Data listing
/---
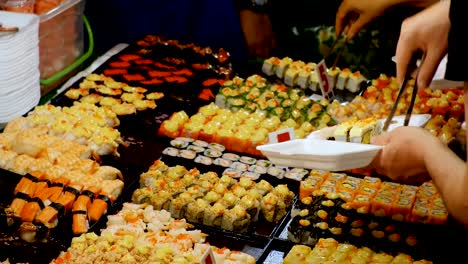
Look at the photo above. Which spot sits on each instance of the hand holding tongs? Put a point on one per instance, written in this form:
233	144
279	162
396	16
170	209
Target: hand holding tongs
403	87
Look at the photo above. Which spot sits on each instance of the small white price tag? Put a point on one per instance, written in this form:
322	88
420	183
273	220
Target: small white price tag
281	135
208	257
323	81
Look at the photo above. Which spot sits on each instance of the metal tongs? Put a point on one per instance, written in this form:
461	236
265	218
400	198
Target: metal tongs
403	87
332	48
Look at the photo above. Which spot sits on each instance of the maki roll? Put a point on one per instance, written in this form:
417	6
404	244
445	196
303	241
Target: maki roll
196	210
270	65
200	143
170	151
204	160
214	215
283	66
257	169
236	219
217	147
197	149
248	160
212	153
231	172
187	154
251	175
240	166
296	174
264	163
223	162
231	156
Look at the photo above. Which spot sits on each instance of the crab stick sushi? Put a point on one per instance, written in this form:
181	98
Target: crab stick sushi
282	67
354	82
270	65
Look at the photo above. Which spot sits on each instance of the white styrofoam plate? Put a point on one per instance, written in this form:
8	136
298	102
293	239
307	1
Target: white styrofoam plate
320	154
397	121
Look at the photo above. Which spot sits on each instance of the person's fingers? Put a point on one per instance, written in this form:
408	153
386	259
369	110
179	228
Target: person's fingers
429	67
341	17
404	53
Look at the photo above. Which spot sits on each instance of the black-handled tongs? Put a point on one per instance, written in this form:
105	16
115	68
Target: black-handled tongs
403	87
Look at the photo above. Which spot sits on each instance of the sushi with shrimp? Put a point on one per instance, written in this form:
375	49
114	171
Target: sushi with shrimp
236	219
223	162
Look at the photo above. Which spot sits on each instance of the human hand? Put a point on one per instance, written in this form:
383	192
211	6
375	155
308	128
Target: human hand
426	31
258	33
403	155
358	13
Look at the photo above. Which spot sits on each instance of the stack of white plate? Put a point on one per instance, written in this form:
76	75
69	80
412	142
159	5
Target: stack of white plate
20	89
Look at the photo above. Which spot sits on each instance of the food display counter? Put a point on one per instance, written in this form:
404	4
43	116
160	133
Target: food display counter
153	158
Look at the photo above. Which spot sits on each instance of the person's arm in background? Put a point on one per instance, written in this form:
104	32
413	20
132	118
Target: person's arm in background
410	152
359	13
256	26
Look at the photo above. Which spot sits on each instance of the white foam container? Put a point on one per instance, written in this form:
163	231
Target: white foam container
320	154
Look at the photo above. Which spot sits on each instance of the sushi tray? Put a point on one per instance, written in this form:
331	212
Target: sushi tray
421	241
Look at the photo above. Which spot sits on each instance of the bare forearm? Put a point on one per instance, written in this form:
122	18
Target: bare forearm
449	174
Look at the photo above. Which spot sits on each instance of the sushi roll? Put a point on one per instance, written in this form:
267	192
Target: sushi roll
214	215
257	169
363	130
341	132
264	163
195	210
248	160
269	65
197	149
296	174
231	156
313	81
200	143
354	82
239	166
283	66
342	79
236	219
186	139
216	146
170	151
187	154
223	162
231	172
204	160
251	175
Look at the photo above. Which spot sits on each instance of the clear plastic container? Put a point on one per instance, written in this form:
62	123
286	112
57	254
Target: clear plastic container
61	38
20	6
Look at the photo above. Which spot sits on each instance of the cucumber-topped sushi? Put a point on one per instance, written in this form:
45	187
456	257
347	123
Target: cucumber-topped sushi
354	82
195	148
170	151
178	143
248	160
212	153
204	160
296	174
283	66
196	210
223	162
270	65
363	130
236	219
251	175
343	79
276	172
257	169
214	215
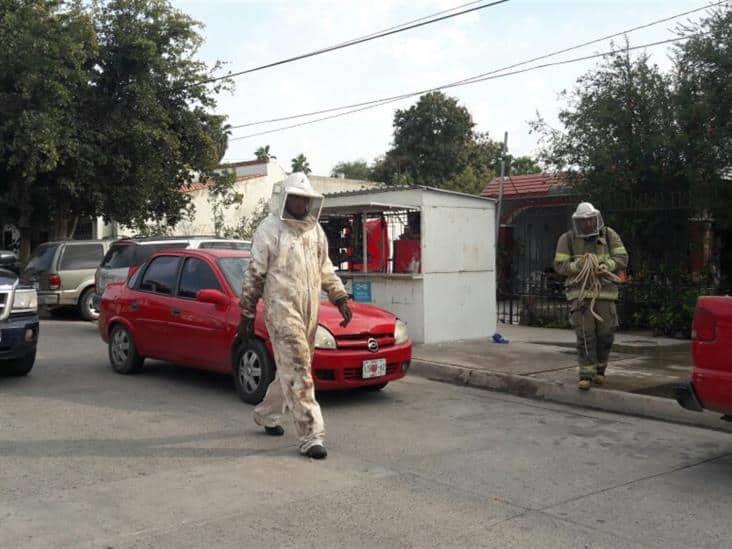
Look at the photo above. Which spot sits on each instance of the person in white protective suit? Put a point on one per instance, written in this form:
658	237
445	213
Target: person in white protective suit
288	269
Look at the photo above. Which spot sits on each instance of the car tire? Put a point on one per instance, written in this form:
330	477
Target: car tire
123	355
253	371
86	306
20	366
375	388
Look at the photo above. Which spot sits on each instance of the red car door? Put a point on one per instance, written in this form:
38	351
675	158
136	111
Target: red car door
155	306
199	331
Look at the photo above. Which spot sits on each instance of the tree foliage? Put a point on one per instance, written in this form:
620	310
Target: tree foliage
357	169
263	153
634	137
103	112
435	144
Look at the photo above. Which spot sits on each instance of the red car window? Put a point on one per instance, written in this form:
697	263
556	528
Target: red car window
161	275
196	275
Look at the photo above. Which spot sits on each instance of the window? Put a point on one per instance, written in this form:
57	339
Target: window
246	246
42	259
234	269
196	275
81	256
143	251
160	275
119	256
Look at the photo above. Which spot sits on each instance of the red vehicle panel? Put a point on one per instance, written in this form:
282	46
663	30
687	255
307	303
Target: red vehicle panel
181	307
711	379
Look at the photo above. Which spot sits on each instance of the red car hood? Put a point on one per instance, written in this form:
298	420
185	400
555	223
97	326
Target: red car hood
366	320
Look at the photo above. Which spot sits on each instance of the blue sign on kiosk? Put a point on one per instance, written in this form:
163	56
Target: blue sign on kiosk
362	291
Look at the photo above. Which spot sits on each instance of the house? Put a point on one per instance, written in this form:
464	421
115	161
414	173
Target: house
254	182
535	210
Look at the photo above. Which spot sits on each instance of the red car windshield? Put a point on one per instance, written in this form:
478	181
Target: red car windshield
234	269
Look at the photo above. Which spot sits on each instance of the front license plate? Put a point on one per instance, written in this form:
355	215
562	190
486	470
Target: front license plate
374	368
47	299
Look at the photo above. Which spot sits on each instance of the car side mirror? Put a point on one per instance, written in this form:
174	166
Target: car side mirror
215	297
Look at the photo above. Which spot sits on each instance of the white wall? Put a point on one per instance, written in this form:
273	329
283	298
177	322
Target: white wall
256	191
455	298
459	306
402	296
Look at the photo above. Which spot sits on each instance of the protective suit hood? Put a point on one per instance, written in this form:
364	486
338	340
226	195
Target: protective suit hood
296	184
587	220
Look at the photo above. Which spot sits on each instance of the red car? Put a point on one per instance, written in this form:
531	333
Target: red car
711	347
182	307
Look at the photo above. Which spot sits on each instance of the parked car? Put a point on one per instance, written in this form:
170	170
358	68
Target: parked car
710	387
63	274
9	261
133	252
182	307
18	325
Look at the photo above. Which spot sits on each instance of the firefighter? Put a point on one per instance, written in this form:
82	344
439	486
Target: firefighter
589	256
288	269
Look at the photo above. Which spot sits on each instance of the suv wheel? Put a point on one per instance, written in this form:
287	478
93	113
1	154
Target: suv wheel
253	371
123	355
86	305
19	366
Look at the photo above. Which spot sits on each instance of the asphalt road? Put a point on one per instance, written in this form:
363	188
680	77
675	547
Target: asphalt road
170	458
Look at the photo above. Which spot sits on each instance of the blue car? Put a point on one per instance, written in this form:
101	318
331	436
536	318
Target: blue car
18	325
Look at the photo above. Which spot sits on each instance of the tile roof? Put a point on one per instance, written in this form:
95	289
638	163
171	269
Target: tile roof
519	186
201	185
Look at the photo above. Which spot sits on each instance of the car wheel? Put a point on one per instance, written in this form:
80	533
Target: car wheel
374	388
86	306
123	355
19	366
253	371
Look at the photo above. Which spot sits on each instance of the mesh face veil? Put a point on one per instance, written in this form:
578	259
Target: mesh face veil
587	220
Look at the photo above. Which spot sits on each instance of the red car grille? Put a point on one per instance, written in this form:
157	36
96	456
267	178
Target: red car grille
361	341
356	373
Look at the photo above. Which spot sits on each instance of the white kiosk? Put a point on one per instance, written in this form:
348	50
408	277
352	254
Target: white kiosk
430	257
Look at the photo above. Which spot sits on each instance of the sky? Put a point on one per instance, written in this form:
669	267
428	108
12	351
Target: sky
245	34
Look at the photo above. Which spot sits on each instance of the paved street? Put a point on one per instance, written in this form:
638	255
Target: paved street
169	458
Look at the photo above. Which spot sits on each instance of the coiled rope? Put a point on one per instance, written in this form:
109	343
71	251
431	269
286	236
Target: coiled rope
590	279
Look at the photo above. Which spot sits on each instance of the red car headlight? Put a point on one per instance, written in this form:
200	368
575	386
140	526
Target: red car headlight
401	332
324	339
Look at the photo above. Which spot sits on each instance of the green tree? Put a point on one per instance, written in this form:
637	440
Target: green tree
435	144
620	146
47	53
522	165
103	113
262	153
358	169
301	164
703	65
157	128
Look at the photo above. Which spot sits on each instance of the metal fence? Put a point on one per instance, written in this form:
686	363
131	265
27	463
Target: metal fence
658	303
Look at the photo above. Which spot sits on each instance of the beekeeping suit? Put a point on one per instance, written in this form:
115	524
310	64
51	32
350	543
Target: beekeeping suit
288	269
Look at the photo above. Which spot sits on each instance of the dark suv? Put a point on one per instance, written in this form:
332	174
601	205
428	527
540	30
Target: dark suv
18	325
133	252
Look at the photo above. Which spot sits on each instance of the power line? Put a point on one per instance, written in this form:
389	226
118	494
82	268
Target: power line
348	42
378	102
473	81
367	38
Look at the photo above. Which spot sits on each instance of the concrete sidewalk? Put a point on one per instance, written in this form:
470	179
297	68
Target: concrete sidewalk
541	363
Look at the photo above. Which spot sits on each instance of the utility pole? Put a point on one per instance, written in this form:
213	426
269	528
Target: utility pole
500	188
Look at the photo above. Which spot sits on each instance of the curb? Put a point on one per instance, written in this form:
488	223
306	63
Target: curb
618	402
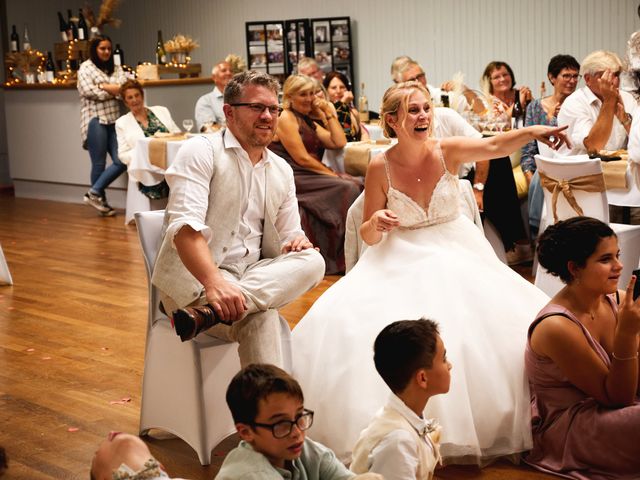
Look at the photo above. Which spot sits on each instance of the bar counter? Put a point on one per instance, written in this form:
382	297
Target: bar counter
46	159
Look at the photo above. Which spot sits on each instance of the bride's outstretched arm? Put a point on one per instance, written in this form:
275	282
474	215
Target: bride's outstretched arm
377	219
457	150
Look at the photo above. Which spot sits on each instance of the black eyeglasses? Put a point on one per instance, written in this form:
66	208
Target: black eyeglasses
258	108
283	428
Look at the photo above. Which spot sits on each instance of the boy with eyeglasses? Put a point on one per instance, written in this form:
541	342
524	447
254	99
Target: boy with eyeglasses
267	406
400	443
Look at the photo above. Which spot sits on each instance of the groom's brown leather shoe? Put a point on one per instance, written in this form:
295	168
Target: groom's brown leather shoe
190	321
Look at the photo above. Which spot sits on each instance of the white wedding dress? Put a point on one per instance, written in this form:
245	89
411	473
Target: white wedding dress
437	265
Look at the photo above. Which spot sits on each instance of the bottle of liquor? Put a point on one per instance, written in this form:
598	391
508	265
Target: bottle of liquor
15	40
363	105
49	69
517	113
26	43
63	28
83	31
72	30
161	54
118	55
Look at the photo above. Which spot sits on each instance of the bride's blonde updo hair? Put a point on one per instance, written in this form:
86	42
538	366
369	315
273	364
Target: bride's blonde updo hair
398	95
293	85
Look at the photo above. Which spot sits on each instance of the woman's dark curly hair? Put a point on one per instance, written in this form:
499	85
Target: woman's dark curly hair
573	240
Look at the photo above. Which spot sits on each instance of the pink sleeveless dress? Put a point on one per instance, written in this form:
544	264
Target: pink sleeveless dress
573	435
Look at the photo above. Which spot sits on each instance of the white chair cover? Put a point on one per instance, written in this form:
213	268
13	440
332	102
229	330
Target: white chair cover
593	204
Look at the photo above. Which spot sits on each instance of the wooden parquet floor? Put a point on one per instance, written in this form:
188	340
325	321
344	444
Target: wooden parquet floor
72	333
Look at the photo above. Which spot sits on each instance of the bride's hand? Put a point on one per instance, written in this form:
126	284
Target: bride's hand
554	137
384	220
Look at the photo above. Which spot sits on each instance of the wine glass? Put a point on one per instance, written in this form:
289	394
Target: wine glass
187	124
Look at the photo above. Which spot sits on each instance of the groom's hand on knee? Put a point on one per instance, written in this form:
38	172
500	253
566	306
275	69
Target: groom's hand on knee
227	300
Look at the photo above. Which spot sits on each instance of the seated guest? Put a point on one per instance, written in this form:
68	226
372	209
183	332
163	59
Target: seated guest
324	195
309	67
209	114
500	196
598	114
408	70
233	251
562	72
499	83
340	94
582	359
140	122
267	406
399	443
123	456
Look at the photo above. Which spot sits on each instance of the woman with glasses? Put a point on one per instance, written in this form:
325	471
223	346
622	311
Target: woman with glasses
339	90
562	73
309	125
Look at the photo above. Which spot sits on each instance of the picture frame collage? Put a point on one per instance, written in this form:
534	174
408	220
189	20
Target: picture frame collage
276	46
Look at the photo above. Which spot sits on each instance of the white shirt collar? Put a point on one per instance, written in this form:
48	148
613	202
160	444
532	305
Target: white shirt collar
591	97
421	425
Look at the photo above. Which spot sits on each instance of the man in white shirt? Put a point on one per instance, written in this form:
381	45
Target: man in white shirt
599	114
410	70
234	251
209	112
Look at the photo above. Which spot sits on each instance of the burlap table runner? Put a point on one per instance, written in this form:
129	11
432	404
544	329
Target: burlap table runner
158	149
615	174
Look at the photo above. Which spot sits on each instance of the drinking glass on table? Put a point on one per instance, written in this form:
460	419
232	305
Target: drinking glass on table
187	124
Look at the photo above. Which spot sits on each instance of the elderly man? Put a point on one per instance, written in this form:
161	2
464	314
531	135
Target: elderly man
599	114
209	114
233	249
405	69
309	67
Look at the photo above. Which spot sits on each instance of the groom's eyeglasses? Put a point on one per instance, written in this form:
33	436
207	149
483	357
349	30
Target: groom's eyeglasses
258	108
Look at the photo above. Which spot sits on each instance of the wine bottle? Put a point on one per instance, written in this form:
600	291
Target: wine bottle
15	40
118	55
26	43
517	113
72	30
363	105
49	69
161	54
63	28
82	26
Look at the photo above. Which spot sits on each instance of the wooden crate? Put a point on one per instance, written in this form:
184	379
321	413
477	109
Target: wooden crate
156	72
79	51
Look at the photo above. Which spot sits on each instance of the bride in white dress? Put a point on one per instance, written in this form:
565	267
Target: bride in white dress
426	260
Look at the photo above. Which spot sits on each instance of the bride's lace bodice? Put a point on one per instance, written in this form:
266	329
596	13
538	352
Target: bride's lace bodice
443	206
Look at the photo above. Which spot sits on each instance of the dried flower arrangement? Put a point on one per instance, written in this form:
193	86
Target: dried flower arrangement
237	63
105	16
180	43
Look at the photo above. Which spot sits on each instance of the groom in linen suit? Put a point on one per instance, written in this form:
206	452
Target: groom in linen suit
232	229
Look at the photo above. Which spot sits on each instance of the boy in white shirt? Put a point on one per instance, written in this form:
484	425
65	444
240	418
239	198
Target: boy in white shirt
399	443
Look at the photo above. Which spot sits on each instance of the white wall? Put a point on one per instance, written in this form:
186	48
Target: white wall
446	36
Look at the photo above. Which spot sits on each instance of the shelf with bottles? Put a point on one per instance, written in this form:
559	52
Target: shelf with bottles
\---
■ **AIM**:
Transcribe exactly the line containing "the groom in" and all remaining lines of the material, ending with the last one.

■ **CORRECT ANSWER**:
Look at the photo above. Which spot sits on each instance of the groom in linen suit? Put a point on one per instance, written in this form:
206	452
Target: groom in linen suit
232	229
Look at the photo above. Which spot sits on each instance of the boy in white shirt? Put a point on one per instance, written in this form:
484	425
65	444
240	418
239	198
Target: boy in white shirt
399	443
Look at the photo above. Which spot sits on each instance of the white wall? Put a point on one per instance, written in this form:
186	48
Target: white wall
446	36
Look at the photo above. Which spot sits on each instance of the shelf with bottles? Put a point on one per instance, written in this form:
559	52
Target: shelf with bottles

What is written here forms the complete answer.